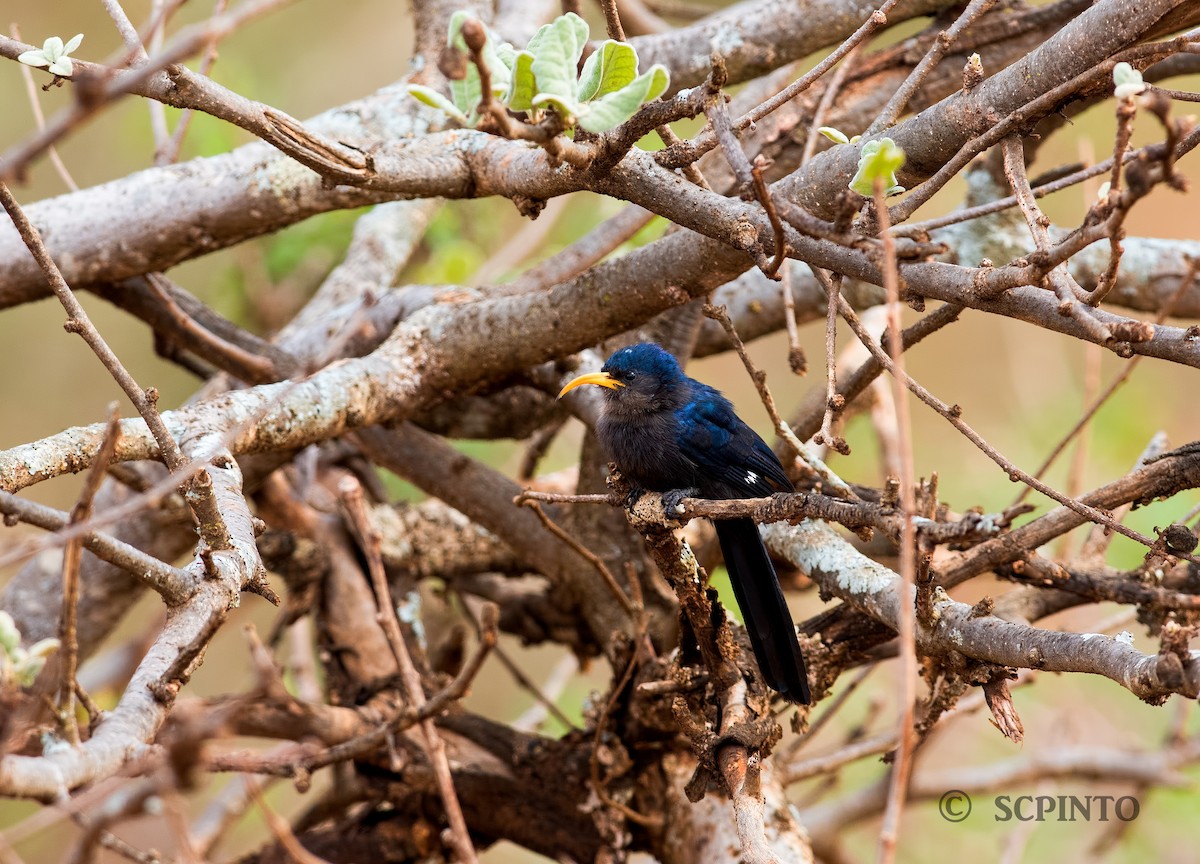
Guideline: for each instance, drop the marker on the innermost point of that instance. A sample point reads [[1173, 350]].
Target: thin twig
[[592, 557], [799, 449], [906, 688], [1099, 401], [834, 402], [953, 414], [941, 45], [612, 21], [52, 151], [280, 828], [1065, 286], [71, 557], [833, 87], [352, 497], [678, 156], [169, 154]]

==

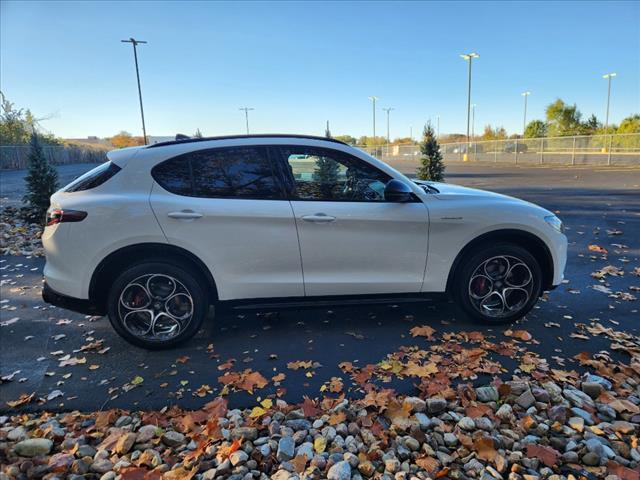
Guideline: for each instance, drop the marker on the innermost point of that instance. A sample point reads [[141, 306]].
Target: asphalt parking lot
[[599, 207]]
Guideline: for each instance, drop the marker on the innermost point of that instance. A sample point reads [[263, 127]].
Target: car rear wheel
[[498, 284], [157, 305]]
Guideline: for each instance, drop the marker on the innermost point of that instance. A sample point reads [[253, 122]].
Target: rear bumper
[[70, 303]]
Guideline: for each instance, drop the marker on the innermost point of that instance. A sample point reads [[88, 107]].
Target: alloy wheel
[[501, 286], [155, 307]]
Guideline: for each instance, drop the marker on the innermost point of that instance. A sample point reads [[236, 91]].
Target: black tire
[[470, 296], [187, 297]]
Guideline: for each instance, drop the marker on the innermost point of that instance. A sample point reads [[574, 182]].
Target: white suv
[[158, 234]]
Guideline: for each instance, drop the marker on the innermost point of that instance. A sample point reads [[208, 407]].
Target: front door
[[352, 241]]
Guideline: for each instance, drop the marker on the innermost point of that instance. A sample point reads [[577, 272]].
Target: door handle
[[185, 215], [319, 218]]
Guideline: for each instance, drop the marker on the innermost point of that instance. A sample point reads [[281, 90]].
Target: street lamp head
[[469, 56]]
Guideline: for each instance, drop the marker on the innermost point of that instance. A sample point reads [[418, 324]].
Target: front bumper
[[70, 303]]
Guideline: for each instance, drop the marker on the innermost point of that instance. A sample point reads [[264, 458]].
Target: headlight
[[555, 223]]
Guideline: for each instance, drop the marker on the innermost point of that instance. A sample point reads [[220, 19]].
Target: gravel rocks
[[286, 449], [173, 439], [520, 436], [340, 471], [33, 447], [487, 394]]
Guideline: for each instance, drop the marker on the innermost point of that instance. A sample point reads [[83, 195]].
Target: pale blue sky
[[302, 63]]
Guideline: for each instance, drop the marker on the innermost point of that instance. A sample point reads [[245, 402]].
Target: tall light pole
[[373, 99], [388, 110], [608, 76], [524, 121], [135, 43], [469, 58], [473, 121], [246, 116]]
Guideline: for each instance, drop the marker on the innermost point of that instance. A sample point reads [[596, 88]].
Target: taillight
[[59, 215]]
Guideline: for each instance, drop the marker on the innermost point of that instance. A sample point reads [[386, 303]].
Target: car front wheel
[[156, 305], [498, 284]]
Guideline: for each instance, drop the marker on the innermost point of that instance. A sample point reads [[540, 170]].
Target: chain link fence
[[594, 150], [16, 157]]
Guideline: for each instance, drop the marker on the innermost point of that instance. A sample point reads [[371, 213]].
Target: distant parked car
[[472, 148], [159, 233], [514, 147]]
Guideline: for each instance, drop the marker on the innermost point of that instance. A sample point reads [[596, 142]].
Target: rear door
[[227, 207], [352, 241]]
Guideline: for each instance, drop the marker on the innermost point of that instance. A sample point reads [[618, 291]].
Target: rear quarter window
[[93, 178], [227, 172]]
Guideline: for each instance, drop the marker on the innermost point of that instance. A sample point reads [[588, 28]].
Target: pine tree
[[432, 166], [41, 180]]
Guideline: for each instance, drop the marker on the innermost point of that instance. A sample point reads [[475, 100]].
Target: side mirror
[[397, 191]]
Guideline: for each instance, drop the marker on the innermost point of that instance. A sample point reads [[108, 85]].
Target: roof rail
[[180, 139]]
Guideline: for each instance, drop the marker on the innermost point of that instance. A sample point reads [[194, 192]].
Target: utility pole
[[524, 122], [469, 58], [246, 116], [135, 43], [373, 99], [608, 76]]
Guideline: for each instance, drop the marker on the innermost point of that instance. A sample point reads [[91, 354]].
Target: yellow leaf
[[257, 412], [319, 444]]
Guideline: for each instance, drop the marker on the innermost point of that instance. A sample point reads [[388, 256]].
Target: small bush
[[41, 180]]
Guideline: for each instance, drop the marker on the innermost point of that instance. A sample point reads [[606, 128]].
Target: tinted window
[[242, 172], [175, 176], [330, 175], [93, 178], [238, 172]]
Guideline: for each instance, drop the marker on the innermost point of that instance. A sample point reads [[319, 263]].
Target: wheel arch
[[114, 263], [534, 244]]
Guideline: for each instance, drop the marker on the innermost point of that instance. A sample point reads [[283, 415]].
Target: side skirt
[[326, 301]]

> _Task_: Turn the stretch of rows from the line containing "reads [[1173, 350]]." through the line containing "156], [169, 154]]" into a JSON list of strings, one string per line, with blank lines left out.

> _Response to this task_:
[
  "Guideline: for each instance, drop the marker on the innermost point of that instance. A sample point reads [[1173, 350]].",
  "Target: thin twig",
  "[[592, 557], [799, 449], [906, 688], [1099, 401], [834, 402], [953, 414], [941, 45], [612, 21], [52, 151], [280, 828], [1065, 286], [71, 557], [833, 87], [352, 497], [678, 156], [169, 154]]"
]